> **Instrução dada 1**:
Nas linhas salvas abaixo, reescreva como uma lista JSON de strings o trecho que vai da linha que contém "Exercise. Point to the metal" até a última dessas linhas. Use uma string para cada linha e deixe de fora as linhas em branco.

:::

P de Pano

Um espaço amplo, sem paredes, com grandes janelas e um jardim. No chão, esculturas com troncos e panos retorcidos. Cores e texturas caminham no espaço de dentro e de fora, escorrem do teto.

Caminho livremente nesse lugar.   

A arte nos convida a refletir e a questionar. E para abrir mais possibilidades e pensar sobre o assunto, estamos criando um glossário de A-Z de objetos poéticos nas artes visuais, realizando uma curadoria de artistas e obras no contexto atual.

Bora falar de arte?

Foto: Carolina Nocchi.

Na postagem anterior, conversamos sobre a letra “O” de ouro e conhecemos um pouco da pesquisa da artista Élle de Bernardini e de sua performance Dance with me em que ela cobre sua pele com folhas de ouro e convida os espectadores a dançarem, transferindo um pouco do ouro nos corpos e espalhando pela galeria.

Agora vamos com a letra “P” e o objeto escolhido é o pano.   

Pano

Pano que coa o café, que cobre a mesa, que enxuga a louça e limpa o chão. É um pano dando um recado na janela, ou é o lençol secando? Os panos estão com a gente o tempo todo, fazem as roupas e as nossas máscaras, item de proteção necessário nos novos tempos.

Esses panos se impregnam de histórias quanto mais usados, tomam as formas dos corpos que cobrem e se desfazem com o tempo. Observe quantos tipos e funções de panos diferentes passam por você ao longo de um dia.

Sônia Gomes

Sônia Gomes é artista visual, nascida em Minas Gerais, e desenvolve seu trabalho a partir de materiais já existentes no mundo. Essas materialidades são provenientes de outros contextos e, na maioria das vezes, foram doadas a ela. Sônia conta que esses materiais chegam ao seu ateliê pedindo socorro, para que sigam a “vida” existindo em outros corpos. A partir dessa percepção, ela une as materialidades e histórias formando, assim, o seu trabalho.

:::

> **Instrução dada 2**:
Transcreva do texto sobre o pano o trecho de "Caminho livremente nesse" até "falar de arte?".

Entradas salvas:

:::

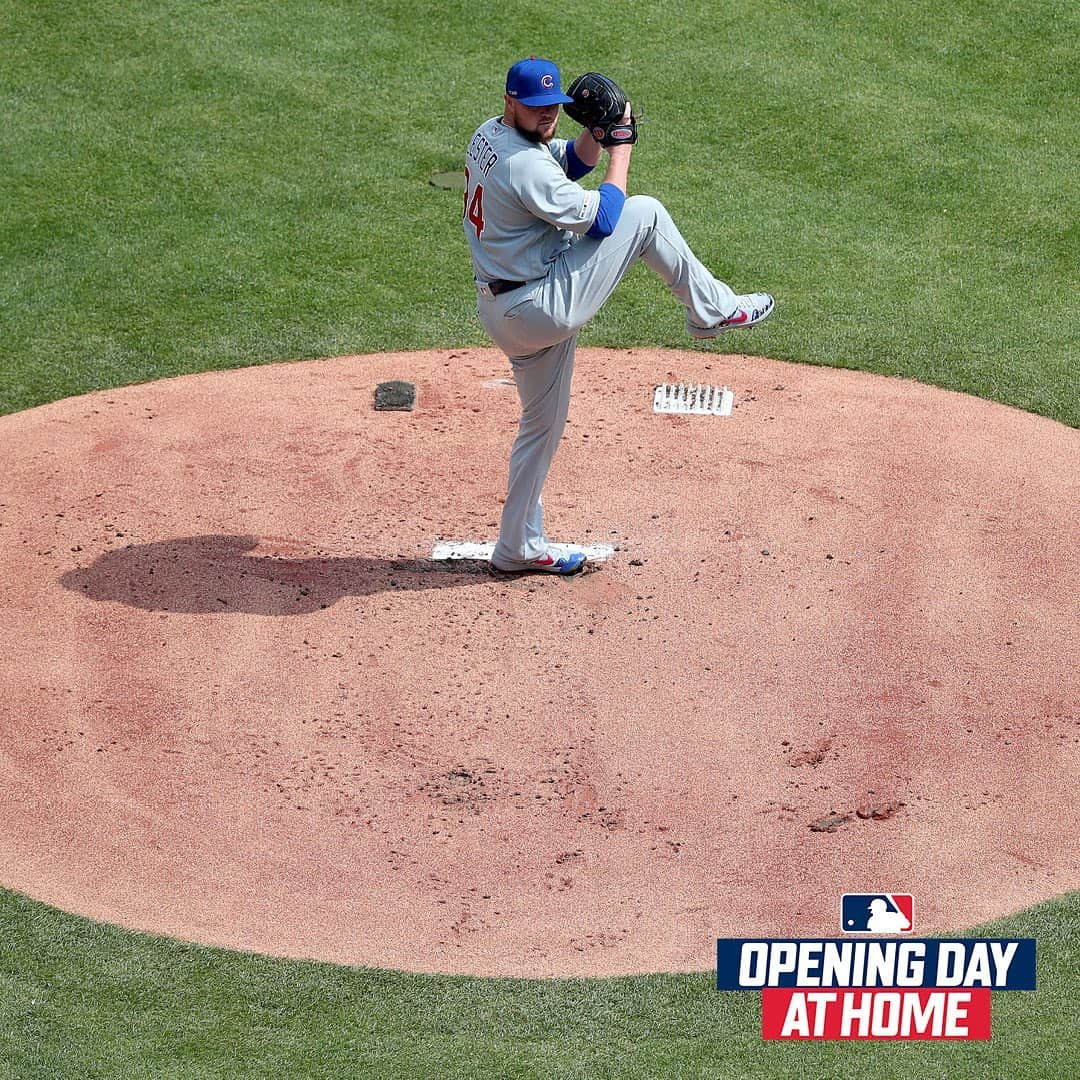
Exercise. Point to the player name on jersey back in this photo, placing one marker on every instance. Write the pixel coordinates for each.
(482, 153)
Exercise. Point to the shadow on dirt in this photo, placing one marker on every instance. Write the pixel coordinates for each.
(200, 575)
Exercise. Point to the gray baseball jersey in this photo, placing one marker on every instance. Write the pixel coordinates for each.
(520, 207)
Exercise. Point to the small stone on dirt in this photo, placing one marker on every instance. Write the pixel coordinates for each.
(829, 823)
(395, 396)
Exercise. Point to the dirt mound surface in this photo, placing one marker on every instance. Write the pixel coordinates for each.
(833, 651)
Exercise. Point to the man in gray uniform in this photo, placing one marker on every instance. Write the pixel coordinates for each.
(547, 254)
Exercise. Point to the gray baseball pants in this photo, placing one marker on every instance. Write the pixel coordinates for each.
(537, 327)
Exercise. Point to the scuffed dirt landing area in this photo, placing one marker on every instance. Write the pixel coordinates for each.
(241, 704)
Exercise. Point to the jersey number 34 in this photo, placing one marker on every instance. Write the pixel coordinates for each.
(474, 210)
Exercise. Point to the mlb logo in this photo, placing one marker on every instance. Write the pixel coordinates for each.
(877, 913)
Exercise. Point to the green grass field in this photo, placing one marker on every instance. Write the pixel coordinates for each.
(193, 185)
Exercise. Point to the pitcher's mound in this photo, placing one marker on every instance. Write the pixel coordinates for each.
(242, 704)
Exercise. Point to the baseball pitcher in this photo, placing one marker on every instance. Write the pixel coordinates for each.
(547, 254)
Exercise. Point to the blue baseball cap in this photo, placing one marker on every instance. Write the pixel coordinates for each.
(535, 82)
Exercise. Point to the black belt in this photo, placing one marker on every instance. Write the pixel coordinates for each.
(499, 287)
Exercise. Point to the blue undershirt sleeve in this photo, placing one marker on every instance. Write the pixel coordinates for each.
(607, 213)
(575, 166)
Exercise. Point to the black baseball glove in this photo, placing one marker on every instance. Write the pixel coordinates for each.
(599, 106)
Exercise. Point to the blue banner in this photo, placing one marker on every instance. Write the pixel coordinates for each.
(754, 963)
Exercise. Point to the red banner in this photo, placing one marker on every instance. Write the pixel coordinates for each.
(892, 1013)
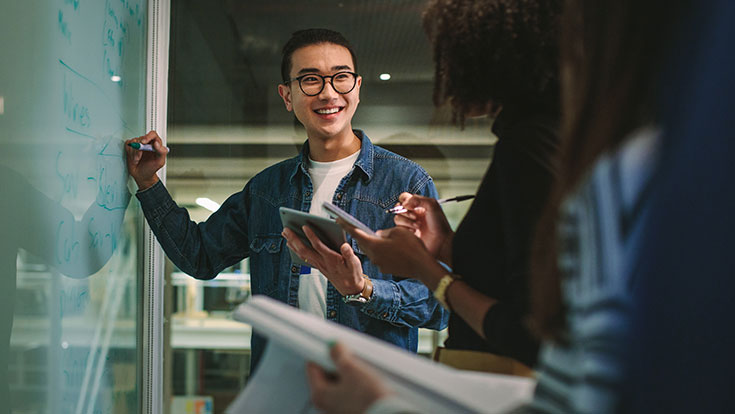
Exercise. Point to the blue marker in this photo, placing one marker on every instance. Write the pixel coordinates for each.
(144, 147)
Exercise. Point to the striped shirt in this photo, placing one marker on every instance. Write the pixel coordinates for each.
(598, 233)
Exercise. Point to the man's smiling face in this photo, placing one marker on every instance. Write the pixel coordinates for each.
(327, 114)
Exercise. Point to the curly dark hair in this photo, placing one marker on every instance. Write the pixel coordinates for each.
(494, 51)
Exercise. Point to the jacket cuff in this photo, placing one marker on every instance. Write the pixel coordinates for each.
(383, 304)
(156, 202)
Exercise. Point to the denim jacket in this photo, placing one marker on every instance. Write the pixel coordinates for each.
(248, 225)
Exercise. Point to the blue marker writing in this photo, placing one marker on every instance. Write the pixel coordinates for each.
(144, 147)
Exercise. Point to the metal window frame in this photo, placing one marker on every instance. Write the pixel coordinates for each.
(151, 317)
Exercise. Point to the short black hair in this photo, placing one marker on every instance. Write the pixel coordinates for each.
(307, 37)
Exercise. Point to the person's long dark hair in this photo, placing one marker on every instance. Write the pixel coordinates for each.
(611, 54)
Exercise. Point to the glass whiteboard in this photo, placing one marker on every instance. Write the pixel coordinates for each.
(72, 87)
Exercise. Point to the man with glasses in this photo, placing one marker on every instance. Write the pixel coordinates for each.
(336, 164)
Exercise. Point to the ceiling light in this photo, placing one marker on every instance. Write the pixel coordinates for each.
(208, 204)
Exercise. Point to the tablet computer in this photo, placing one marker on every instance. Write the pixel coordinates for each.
(328, 231)
(338, 212)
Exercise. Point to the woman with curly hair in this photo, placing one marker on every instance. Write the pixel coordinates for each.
(496, 58)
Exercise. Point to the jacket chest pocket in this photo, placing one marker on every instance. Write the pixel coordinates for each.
(266, 260)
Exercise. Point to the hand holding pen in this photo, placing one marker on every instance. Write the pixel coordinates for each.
(144, 157)
(400, 208)
(425, 217)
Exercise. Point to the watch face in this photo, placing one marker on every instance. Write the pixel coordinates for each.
(355, 299)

:::

> **Resposta certa 1**:
[
  "Exercise. Point to the metal window frame in this photo, placing one marker on every instance. Write the pixel coordinates for each.",
  "(151, 317)",
  "Exercise. Point to the short black hair in this photo, placing one marker on every instance. Write the pixel coordinates for each.",
  "(307, 37)",
  "Exercise. Point to the person's long dark hair in this photo, placing one marker on every instance. Write the pixel coordinates for each.",
  "(611, 54)",
  "Exercise. Point to the glass whiteboard in this photo, placing one marker on every instance. Write the pixel coordinates for each.",
  "(72, 87)",
  "Exercise. Point to the man with glasses in this photo, placing one marker on every instance. Write the pixel coordinates for each.",
  "(336, 164)",
  "Exercise. Point to the ceiling light in this photo, placing one marker on every instance. Write the pixel coordinates for each.",
  "(208, 204)",
  "Exercise. Point to the tablet computer in this photo, placing one marker on every instance. Write the pixel coordinates for each.",
  "(328, 231)",
  "(338, 212)",
  "Exercise. Point to the woman with curly hair in this photo, placing one marker on every instance. Write the pixel coordinates for each.",
  "(496, 58)",
  "Exercise. Point to the jacket chest pocket in this photo, placing one marker on every instance. Write the pixel coordinates for each.",
  "(266, 260)",
  "Exercise. Point to the hand holding pen in this photo, placing one marker on every instance. Write the pixel coordinates for each.",
  "(144, 157)",
  "(400, 208)",
  "(425, 217)",
  "Exercise. Point to the watch face in this photo, placing one marker on every instance. Write the pixel coordinates for each.",
  "(355, 299)"
]

> **Resposta certa 2**:
Caminho livremente nesse lugar.   

A arte nos convida a refletir e a questionar. E para abrir mais possibilidades e pensar sobre o assunto, estamos criando um glossário de A-Z de objetos poéticos nas artes visuais, realizando uma curadoria de artistas e obras no contexto atual.

Bora falar de arte?